**Istruzioni dell'esercizio**
1. Riassumi in due frasi l'ordinanza della Cassazione contenuta nel brano proposto.
2. Continua l'ordinanza della Cassazione partendo dopo l'ultima frase del brano proposto.

**Brano proposto**
========================================================================
Ordinanza di Cassazione Civile Sez. 1 Num. 21821 Anno 2025
Civile Ord. Sez. 1 Num. 21821 Anno 2025
Presidente: COGNOME
Relatore: NOME COGNOME
Data pubblicazione: 29/07/2025
sul ricorso 2577/2019 proposto da:
RAGIONE_SOCIALE rappresentata e difesa dagli avvocati NOME COGNOME e NOME COGNOME
– ricorrenti –
contro
RAGIONE_SOCIALE rappresentata e difesa dagli avvocati NOME COGNOME e NOME COGNOME
– controricorrente –
nonché contro
RAGIONE_SOCIALE VICENZA IN LIQUIDAZIONE COATTA AMMINISTRATIVA
– intimata – avverso la sentenza della CORTE D’APPELLO di VENEZIA n. 4827/2019 depositata il 06/11/2019i; udita la relazione della causa svolta nella camera di consiglio del
30/05/2025 dal Cons. Dott. NOME COGNOME
FATTI DI CAUSA
1.1. Intesa San Paolo s.p.a. ricorre a questa Corte -sulla base di tre motivi seguiti da memoria, ai quali resiste con controricorso e memoria RAGIONE_SOCIALE.r.l. -al fine di sentire cassare la sopra riportata sentenza con la quale la Corte di appello di Venezia, definendo il giudizio promosso dalla RAGIONE_SOCIALE per la ripetizione in danno di Banca Popolare di Vicenza delle somme da questa indebitamente incamerate in relazione ai pregressi rapporti correnti tra dette parti, ha previamente ritenuto che, di seguito alla sua interruzione conseguente all’ammissione di detta banca alla procedura di liquidazione coatta amministrativa, il giudizio fosse stato tempestivamente riassunto con il deposito entro il termine dell’art. 305 cod. proc. civ. del relativo ricorso, a nulla rilevando che la riassunzione non fosse avvenuta nei confronti della procedura; provvedendo nel merito, per quanto qui ancora di interesse, preso atto delle disposizioni recate dal d.l. 25 giugno 2017 n. 99 convertito in l. 31 luglio 2017, n. 121, nonché dall’accordo di cessione stipulato tra le parti il 26.6.2017, ha ritenuto sussistente, in relazione alle domande attrici azionate prima che Banca Popolare di Vicenza fosse posta in l.c.a., la legittimazione passiva di Intesa San Paolo sulla considerazione che «sia il d.l. citato che il contratto di cessione indicano come criterio discretivo tra le passività in contestazione cedute e quelle non cedute quello della pendenza o meno di una
contro
versia (che sia giudiziale o meno nel caso di specie non rileva, dal momento che senz’altro si tratta di contenzioso giudiziale) al momento dell’apertura della LCA, a prescindere che si riferisca a rapporti ancora pendenti o a rapporti già estinti».
========================================================================
Voci di dati memorizzate
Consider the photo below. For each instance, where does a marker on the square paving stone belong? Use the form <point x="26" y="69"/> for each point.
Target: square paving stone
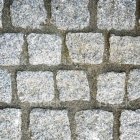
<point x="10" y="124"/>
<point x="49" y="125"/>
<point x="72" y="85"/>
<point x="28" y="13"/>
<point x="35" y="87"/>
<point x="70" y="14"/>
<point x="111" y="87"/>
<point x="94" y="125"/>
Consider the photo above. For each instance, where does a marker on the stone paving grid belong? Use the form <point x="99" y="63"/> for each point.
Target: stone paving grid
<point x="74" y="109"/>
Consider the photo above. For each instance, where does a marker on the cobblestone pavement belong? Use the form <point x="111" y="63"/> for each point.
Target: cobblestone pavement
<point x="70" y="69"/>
========================================================================
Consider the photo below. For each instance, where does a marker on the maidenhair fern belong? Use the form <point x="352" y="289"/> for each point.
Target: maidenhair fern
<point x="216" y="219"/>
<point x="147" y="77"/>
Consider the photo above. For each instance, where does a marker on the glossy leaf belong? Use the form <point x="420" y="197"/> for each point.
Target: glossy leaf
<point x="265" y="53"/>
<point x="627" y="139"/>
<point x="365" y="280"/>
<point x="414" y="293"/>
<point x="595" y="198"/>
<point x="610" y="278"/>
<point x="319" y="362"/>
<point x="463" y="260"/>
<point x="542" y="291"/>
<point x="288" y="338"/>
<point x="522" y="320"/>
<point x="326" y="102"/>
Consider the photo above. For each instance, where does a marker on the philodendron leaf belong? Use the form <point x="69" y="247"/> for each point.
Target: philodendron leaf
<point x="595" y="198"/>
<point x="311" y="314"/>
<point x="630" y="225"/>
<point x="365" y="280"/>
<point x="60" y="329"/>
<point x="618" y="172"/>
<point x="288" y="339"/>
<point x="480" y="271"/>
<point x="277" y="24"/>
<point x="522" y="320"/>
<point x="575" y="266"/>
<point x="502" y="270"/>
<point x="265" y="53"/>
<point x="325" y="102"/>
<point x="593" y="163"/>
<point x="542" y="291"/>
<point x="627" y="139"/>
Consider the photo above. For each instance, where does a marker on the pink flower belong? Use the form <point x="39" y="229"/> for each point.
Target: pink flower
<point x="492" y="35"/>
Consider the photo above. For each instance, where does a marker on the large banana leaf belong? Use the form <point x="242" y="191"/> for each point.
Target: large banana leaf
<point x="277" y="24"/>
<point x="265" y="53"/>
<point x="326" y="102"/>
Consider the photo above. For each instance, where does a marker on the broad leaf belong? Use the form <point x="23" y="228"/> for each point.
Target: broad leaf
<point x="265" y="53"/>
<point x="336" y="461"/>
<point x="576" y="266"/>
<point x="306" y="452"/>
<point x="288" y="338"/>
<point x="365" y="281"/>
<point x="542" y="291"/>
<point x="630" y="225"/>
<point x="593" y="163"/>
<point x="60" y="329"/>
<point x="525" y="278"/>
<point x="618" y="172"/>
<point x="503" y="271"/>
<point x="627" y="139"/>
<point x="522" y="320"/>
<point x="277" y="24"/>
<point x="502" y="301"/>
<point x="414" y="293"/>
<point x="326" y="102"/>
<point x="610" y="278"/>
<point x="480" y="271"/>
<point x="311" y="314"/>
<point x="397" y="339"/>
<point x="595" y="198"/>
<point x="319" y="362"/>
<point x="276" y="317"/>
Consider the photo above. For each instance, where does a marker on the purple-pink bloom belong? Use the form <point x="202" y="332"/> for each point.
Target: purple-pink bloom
========================================================================
**Soluzioni dell'esercizio**
1. Intesa San Paolo s.p.a. ricorre in Cassazione con tre motivi contro la sentenza con cui la Corte d'appello di Venezia, nel giudizio per la ripetizione delle somme indebitamente incamerate da Banca Popolare di Vicenza, ha ritenuto il giudizio tempestivamente riassunto dopo l'interruzione dovuta alla liquidazione coatta amministrativa della banca, anche se la riassunzione non era avvenuta nei confronti della procedura. Nel merito, richiamati il d.l. 25 giugno 2017 n. 99 e l'accordo di cessione del 26.6.2017, la Corte d'appello ha riconosciuto la legittimazione passiva di Intesa San Paolo per le domande proposte prima della l.c.a., perché il criterio che distingue le passività cedute da quelle non cedute è la pendenza di una controversia al momento dell'apertura della procedura.

2.
1.2. Chiamata inizialmente in trattazione all’adunanza camerale del 21.2.2024, la causa, con ordinanza interlocutoria 5228/2024, è stata rinviata a nuovo ruolo reputandosi, nell’occasione, opportuno che in unico contesto fossero trattati i diversi profili problematici sollevati con riferimento al d.l. 99/2017, al d.m. attuativo e al contratto di cessione.
RAGIONI DELLA DECISIONE
Ii primo motivo di ricorso -con il quale si lamenta la violazione o falsa applicazione degli artt. 110, 305 e 307 cod. proc. civ. per aver la Corte decidente considerato tempestiva la riassunzione del processo operata da RAGIONE_SOCIALE, dopo l’interruzione di esso seguita all’ammissione della banca convenuta alla procedura di l.c.a., notificando ricorso e decreto solo ad Intesa Sanpaolo, tanto che l’integrazione del contradditorio nei confronti della procedura era stata disposta dalla medesima Corte all’udienza di riassunzione -è inammissibile ai sensi dell’art. 360bis , n. 1, cod. proc. civ. poiché, nello statuire sul punto, la Corte lagunare si è esattamente attenuta agli enunciati di questa Corte, senza che le argomentazioni difensive della ricorrente ne scalfiscano la fondatezza.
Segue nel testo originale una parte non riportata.